Copy out only those lines running from the line with "-- sample [230,1]." to the end of the listing, keeping each one exactly as it is.

-- Begin DATA LISTING --

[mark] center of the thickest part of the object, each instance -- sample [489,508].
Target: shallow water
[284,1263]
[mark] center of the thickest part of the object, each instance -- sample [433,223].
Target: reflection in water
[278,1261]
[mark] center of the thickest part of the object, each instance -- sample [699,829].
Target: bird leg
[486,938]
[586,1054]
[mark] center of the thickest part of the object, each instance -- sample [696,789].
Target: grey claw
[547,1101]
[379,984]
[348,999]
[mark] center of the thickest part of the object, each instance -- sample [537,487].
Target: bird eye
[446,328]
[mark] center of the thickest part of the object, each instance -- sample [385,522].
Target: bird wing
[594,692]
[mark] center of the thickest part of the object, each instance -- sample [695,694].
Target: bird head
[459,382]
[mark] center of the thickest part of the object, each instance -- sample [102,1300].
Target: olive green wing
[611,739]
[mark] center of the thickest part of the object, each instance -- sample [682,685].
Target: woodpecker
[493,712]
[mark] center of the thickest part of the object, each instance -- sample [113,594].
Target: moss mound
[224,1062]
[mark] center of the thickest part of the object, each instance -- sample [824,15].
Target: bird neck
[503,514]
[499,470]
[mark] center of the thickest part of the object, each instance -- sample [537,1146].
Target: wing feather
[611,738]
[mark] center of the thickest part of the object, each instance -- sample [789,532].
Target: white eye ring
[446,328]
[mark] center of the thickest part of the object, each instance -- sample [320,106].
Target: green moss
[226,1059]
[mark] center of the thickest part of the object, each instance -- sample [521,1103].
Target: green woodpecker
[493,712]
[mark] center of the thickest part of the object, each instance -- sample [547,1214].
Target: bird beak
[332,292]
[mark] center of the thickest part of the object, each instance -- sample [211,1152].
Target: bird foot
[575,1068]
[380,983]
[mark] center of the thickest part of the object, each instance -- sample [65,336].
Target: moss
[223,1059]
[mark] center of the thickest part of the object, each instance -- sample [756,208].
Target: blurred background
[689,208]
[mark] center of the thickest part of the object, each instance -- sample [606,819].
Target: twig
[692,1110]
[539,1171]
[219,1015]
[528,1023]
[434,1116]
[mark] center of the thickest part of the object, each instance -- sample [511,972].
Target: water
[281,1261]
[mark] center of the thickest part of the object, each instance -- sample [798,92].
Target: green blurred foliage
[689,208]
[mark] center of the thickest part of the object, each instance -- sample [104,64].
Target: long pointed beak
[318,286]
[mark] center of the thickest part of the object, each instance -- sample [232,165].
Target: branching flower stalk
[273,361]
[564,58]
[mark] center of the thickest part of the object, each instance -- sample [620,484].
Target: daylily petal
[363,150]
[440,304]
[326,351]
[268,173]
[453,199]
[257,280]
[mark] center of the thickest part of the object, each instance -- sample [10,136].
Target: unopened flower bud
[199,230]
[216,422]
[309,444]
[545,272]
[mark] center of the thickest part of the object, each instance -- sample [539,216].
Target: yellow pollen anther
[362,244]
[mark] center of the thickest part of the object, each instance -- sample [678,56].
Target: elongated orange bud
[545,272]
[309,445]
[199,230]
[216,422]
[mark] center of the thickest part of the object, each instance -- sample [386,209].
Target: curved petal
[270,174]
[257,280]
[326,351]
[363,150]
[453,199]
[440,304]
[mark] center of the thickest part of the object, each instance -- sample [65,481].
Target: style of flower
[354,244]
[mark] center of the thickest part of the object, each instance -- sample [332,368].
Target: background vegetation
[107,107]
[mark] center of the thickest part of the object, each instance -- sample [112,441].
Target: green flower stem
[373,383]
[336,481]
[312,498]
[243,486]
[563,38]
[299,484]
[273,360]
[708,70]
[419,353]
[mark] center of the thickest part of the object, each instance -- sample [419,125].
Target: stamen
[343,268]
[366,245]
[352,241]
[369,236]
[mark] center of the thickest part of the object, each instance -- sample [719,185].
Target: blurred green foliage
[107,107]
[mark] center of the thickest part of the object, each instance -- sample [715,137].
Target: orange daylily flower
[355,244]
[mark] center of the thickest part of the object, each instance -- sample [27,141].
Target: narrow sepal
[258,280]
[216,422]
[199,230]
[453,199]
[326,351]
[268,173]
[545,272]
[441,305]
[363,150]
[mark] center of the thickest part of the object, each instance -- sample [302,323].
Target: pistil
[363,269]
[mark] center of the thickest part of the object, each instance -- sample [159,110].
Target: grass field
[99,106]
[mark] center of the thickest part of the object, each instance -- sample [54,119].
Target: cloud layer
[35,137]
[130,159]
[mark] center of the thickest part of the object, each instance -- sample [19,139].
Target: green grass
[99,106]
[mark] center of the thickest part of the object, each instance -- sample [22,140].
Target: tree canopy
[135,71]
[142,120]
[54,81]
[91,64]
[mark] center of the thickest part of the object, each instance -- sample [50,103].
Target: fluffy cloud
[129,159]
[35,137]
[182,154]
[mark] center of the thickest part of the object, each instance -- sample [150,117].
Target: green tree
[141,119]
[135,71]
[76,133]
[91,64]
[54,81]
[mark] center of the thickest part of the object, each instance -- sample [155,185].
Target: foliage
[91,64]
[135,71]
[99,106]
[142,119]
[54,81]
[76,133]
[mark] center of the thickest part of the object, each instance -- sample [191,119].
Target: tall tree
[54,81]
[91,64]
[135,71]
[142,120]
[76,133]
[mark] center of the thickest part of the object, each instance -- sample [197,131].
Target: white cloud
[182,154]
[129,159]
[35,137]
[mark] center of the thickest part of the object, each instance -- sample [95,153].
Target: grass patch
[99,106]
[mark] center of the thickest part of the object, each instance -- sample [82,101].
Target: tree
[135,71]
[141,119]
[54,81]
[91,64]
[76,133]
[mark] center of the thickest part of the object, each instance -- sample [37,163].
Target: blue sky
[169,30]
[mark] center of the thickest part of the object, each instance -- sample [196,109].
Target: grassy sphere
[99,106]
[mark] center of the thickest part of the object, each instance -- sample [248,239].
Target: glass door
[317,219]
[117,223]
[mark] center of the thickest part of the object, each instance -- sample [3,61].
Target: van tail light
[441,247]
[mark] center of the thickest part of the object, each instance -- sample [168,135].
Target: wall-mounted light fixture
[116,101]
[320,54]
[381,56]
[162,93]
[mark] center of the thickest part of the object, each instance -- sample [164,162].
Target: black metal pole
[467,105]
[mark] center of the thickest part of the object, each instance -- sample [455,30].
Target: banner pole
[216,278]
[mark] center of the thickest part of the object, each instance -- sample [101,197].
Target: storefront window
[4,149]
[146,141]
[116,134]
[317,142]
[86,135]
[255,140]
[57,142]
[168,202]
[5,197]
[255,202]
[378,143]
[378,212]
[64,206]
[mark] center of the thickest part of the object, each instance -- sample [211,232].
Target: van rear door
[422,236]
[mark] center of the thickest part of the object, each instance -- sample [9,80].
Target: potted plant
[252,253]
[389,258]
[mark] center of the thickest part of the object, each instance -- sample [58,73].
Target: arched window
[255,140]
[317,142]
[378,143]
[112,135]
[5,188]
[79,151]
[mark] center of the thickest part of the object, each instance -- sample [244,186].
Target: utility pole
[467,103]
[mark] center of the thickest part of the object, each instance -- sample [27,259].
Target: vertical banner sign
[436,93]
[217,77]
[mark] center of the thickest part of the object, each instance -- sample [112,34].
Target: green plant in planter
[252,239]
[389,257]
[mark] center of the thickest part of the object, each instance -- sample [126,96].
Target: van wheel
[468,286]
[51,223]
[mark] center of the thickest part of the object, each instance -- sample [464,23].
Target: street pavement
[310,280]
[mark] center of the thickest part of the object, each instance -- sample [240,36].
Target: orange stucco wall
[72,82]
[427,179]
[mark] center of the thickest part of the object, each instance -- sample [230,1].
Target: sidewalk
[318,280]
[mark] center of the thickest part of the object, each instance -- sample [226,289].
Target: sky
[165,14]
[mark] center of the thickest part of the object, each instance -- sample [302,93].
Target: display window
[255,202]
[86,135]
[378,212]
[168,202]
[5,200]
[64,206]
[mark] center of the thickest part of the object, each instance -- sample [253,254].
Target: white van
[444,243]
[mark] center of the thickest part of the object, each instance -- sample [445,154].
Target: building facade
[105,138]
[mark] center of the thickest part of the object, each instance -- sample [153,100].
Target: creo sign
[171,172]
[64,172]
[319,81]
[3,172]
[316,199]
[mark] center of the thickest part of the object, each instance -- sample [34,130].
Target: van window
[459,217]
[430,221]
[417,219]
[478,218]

-- End DATA LISTING --

:: SOLUTION TO THIS EXERCISE ::
[mark] center of the thickest part of the object, each instance -- sample [230,1].
Target: sidewalk
[318,280]
[mark] center of the thickest part of the object, each instance -- sample [226,289].
Target: sky
[165,14]
[mark] center of the thickest part of the object, each instance -- sample [302,93].
Target: display window
[255,202]
[86,135]
[378,212]
[168,202]
[5,200]
[64,206]
[mark] center of the thickest part of the object, each instance -- sample [253,254].
Target: white van
[444,243]
[mark] center of the thickest part of the object, each instance -- sample [445,154].
Target: building facade
[105,138]
[mark] center of the thickest part of the object, each instance -- sample [153,100].
Target: creo sign
[171,172]
[64,172]
[319,81]
[3,172]
[316,199]
[mark] center of the thickest part of the object, each instance -- sample [34,130].
Target: van window
[459,217]
[430,221]
[417,219]
[478,218]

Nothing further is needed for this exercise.